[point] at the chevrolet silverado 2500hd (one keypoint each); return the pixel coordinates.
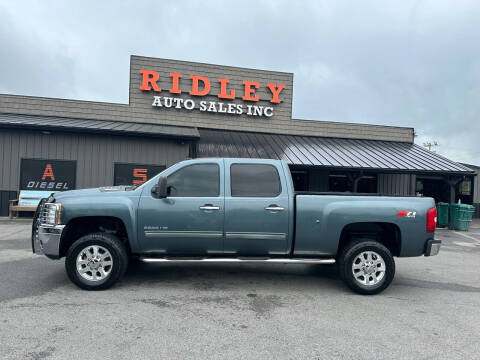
(231, 210)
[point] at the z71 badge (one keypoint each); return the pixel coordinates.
(406, 213)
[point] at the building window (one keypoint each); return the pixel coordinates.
(300, 180)
(343, 182)
(338, 182)
(367, 184)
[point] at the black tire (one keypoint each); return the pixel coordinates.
(345, 264)
(107, 241)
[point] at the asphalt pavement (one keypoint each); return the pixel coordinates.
(240, 311)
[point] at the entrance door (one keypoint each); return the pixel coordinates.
(256, 210)
(190, 220)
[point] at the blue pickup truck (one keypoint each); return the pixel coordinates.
(243, 210)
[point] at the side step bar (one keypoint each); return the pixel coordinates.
(238, 260)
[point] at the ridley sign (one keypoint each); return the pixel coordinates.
(201, 85)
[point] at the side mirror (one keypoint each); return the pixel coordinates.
(160, 190)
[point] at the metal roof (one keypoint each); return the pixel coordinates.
(324, 151)
(96, 126)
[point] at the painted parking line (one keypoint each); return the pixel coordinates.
(464, 244)
(467, 236)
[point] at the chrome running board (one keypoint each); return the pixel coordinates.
(238, 260)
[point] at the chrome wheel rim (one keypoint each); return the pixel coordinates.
(94, 263)
(368, 268)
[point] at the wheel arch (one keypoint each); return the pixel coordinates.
(80, 226)
(388, 234)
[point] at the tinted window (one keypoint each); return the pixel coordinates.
(196, 181)
(254, 180)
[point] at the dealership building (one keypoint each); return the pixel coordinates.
(179, 110)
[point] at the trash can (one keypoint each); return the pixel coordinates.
(463, 218)
(442, 214)
(453, 214)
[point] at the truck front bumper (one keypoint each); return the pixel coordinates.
(432, 247)
(46, 240)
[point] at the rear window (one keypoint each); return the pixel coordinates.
(254, 180)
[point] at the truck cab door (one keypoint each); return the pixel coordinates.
(257, 214)
(189, 221)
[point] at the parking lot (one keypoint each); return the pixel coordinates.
(238, 311)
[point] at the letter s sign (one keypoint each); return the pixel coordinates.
(139, 176)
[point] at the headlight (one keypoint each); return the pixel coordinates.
(51, 214)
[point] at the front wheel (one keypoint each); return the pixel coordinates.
(367, 267)
(96, 261)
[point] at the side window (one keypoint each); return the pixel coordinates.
(198, 180)
(254, 180)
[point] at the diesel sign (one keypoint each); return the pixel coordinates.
(55, 175)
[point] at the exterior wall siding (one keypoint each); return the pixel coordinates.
(95, 154)
(476, 188)
(396, 184)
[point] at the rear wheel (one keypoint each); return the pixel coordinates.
(96, 261)
(367, 267)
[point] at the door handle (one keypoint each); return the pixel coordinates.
(274, 207)
(209, 207)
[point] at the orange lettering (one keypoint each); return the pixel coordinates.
(175, 89)
(249, 91)
(140, 173)
(276, 89)
(206, 85)
(223, 90)
(48, 172)
(149, 80)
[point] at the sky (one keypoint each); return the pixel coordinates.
(400, 63)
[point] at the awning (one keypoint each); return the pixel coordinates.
(52, 123)
(326, 152)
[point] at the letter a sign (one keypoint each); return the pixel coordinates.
(48, 173)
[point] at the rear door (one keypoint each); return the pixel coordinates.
(256, 209)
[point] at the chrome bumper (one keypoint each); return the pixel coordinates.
(47, 240)
(433, 247)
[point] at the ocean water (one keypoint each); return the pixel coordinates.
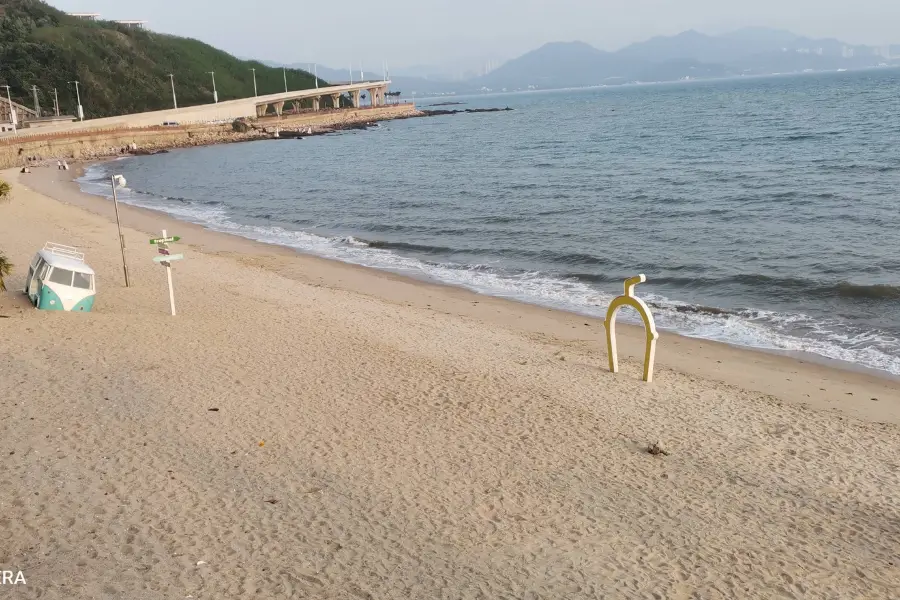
(764, 212)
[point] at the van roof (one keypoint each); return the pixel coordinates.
(65, 262)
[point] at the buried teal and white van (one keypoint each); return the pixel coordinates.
(59, 279)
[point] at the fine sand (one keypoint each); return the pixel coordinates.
(378, 437)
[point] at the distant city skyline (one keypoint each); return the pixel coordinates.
(468, 35)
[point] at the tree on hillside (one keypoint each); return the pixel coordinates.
(120, 70)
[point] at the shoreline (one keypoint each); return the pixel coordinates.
(61, 186)
(799, 355)
(310, 428)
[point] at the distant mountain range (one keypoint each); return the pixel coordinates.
(687, 55)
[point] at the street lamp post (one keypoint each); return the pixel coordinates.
(78, 95)
(174, 99)
(12, 111)
(215, 93)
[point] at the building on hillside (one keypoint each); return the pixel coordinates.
(136, 24)
(23, 113)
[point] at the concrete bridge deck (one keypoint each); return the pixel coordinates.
(222, 111)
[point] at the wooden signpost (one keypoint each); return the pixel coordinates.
(165, 258)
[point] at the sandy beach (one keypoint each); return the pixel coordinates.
(310, 429)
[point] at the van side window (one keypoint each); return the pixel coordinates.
(82, 281)
(61, 276)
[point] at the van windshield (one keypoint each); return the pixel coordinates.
(83, 281)
(61, 276)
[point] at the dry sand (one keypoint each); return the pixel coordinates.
(378, 437)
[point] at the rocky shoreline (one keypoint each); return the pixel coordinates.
(90, 146)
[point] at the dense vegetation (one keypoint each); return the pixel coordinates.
(121, 70)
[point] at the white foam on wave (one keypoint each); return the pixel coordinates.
(760, 329)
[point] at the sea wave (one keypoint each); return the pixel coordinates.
(576, 292)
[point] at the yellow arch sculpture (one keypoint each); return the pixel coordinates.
(630, 300)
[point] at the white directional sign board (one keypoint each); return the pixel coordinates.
(167, 258)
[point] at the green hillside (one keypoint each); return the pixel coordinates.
(121, 70)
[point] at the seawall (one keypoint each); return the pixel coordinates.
(101, 143)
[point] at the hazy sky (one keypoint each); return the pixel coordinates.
(406, 33)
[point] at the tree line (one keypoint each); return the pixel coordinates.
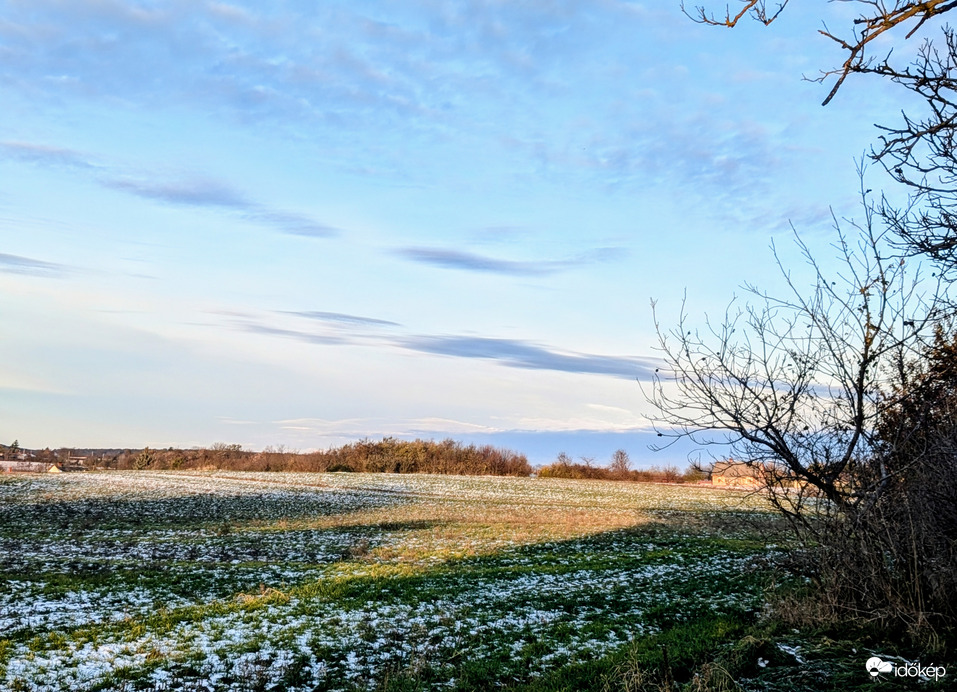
(844, 393)
(388, 455)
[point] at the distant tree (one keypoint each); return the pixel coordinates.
(620, 463)
(821, 390)
(144, 459)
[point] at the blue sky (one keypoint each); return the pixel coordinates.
(302, 223)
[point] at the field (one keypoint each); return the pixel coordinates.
(257, 581)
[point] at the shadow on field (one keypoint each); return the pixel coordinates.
(188, 510)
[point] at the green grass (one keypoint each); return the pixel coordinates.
(361, 581)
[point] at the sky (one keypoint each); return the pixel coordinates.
(304, 223)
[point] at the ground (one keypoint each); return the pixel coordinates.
(258, 581)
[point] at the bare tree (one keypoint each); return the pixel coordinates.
(876, 18)
(797, 383)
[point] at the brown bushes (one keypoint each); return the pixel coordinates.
(617, 470)
(388, 455)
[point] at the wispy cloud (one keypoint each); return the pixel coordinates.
(200, 192)
(342, 318)
(513, 353)
(14, 264)
(308, 337)
(524, 354)
(197, 192)
(45, 155)
(470, 261)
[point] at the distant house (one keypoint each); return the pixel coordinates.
(736, 474)
(28, 467)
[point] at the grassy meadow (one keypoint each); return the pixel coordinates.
(342, 581)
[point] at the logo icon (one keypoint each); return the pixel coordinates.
(876, 666)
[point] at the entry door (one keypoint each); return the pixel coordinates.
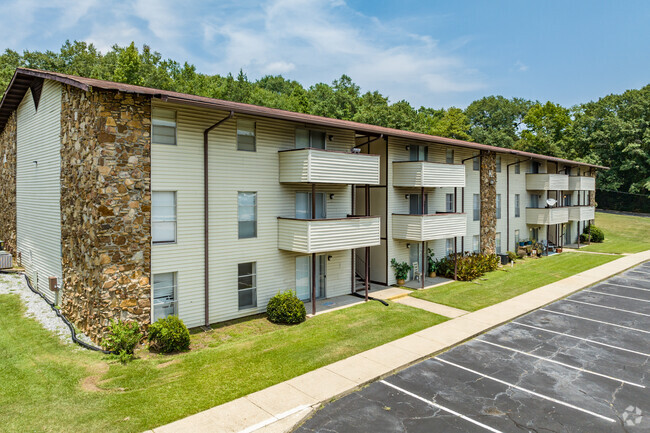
(303, 276)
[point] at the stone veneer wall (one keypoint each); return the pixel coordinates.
(488, 188)
(105, 208)
(8, 185)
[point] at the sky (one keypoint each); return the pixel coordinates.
(431, 53)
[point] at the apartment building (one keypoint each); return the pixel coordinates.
(144, 203)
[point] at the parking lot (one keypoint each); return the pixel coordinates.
(581, 364)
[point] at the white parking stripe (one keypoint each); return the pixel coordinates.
(609, 308)
(564, 334)
(618, 296)
(629, 287)
(536, 394)
(437, 406)
(561, 363)
(594, 320)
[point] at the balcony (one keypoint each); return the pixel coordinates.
(429, 227)
(422, 174)
(329, 234)
(582, 213)
(547, 216)
(325, 166)
(546, 182)
(582, 183)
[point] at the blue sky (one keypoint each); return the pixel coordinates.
(432, 53)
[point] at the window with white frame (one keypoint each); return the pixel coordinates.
(163, 126)
(163, 216)
(497, 240)
(517, 211)
(246, 135)
(308, 138)
(247, 214)
(164, 295)
(450, 156)
(498, 206)
(449, 203)
(247, 285)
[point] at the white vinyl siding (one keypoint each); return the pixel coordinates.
(163, 126)
(38, 186)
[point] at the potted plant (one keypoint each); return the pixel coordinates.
(401, 271)
(431, 263)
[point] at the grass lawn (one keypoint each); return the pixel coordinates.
(508, 282)
(623, 234)
(52, 387)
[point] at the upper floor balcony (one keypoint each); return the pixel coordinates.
(582, 183)
(327, 166)
(547, 181)
(424, 174)
(328, 234)
(582, 213)
(547, 216)
(429, 227)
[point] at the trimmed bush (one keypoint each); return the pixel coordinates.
(286, 308)
(169, 335)
(597, 234)
(122, 338)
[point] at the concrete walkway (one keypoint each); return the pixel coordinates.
(280, 407)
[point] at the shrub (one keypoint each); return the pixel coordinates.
(122, 338)
(169, 335)
(286, 308)
(597, 234)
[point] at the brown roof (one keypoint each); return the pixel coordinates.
(25, 78)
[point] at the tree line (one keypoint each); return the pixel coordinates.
(612, 131)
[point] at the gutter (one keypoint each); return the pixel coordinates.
(206, 237)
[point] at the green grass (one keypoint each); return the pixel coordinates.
(623, 234)
(53, 387)
(508, 282)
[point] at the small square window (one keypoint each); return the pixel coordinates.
(246, 135)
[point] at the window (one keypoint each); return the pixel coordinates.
(418, 153)
(498, 206)
(163, 216)
(517, 212)
(247, 214)
(450, 246)
(164, 295)
(247, 285)
(246, 135)
(415, 204)
(450, 156)
(163, 126)
(303, 205)
(449, 203)
(306, 138)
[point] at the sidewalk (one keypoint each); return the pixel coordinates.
(280, 407)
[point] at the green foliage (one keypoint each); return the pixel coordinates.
(122, 338)
(401, 269)
(169, 335)
(468, 267)
(286, 308)
(597, 235)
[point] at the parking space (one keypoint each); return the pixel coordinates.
(581, 364)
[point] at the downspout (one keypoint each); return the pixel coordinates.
(206, 219)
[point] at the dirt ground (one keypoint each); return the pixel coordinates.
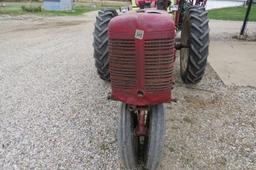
(54, 113)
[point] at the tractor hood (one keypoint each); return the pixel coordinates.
(142, 24)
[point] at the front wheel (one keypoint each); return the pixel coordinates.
(155, 139)
(147, 148)
(195, 38)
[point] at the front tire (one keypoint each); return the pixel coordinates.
(156, 135)
(100, 43)
(195, 36)
(128, 142)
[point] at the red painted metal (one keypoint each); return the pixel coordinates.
(141, 68)
(141, 129)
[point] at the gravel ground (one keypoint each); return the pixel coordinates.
(54, 113)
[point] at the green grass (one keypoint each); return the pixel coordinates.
(21, 9)
(233, 13)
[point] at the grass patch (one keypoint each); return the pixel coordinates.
(233, 13)
(35, 8)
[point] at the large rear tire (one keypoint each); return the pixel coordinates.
(100, 43)
(195, 36)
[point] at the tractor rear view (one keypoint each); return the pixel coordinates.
(136, 52)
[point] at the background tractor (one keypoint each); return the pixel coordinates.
(136, 51)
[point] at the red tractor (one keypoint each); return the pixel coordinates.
(136, 52)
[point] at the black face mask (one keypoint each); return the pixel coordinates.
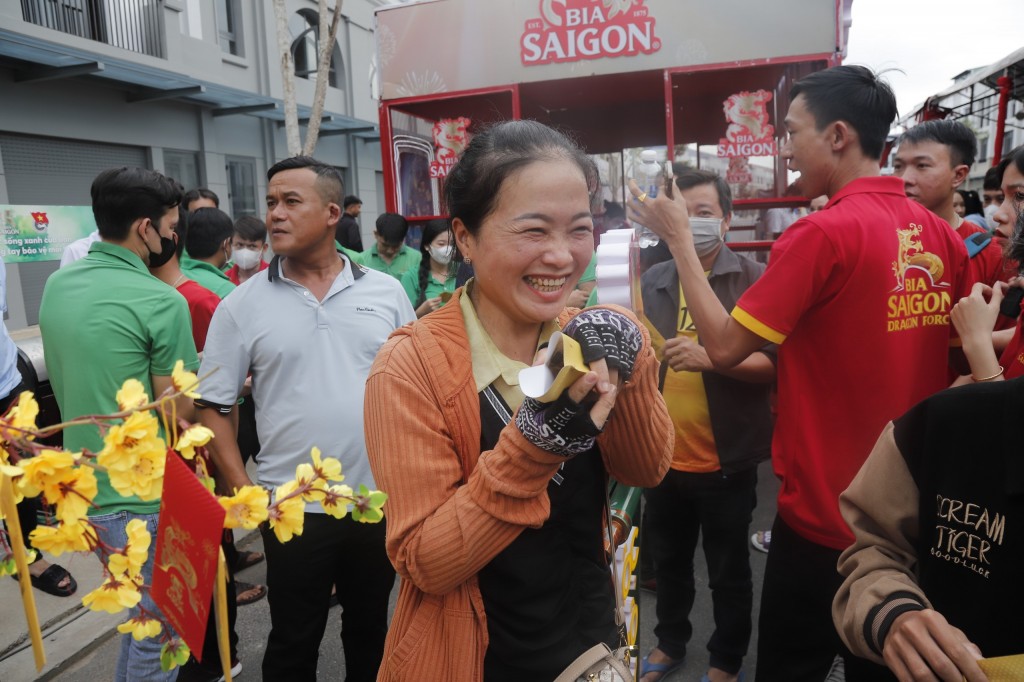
(167, 249)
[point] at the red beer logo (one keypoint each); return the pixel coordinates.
(574, 30)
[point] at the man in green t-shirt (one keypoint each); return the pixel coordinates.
(389, 253)
(208, 242)
(103, 320)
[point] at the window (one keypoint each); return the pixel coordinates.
(304, 26)
(183, 167)
(242, 186)
(228, 31)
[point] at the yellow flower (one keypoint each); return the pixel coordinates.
(140, 628)
(287, 515)
(368, 508)
(192, 438)
(129, 561)
(74, 495)
(145, 477)
(116, 594)
(337, 500)
(183, 381)
(329, 469)
(132, 395)
(45, 471)
(123, 442)
(65, 538)
(22, 417)
(306, 478)
(247, 508)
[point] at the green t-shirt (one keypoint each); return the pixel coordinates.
(407, 259)
(206, 275)
(104, 320)
(411, 283)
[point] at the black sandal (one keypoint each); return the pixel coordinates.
(49, 582)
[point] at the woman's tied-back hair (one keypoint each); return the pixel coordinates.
(496, 154)
(431, 229)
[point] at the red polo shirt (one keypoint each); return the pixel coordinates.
(858, 297)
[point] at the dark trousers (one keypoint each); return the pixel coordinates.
(299, 576)
(678, 510)
(797, 640)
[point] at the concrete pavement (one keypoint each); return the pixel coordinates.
(81, 646)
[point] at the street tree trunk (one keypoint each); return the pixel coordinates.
(326, 46)
(288, 79)
(327, 34)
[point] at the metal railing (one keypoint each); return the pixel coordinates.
(132, 25)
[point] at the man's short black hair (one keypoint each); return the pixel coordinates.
(329, 180)
(201, 193)
(993, 179)
(122, 196)
(953, 134)
(853, 94)
(251, 228)
(687, 177)
(208, 228)
(392, 227)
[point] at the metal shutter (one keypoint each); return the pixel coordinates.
(55, 172)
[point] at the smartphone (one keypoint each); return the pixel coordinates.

> Required action
Only the lines from the line with "[point] at the woman's" to the final line of the entries are to be returned, each exactly as written, both ends included.

> Response to this exercise
[point] at the woman's tied-back hair (one keypoint each); return the pixel coordinates.
(496, 154)
(431, 229)
[point] at the red polo shirt (one keypoint each); return the pixel coordinates.
(858, 297)
[point] at the dark trousers (one keypoint each); return the pixel coordinates.
(299, 576)
(678, 510)
(797, 640)
[point] at the concrete pavement (one keypoint each); return the pixel coordinates.
(81, 646)
[point] at the street tree trunk (one keypoint each); return the pixel coordinates.
(326, 46)
(288, 79)
(327, 34)
[point] at the metal railing (one keypoint each); return the pixel coordinates.
(132, 25)
[point] at the man's short black hair (one keypoint each); return the pixel coordinates.
(329, 180)
(201, 193)
(993, 179)
(122, 196)
(953, 134)
(853, 94)
(251, 228)
(687, 177)
(208, 228)
(392, 227)
[point] at the metal shutter (one keypoint each); return the pixel coordinates.
(55, 172)
[point] at the smartphone (one keypoint each); return the pixel coordinates.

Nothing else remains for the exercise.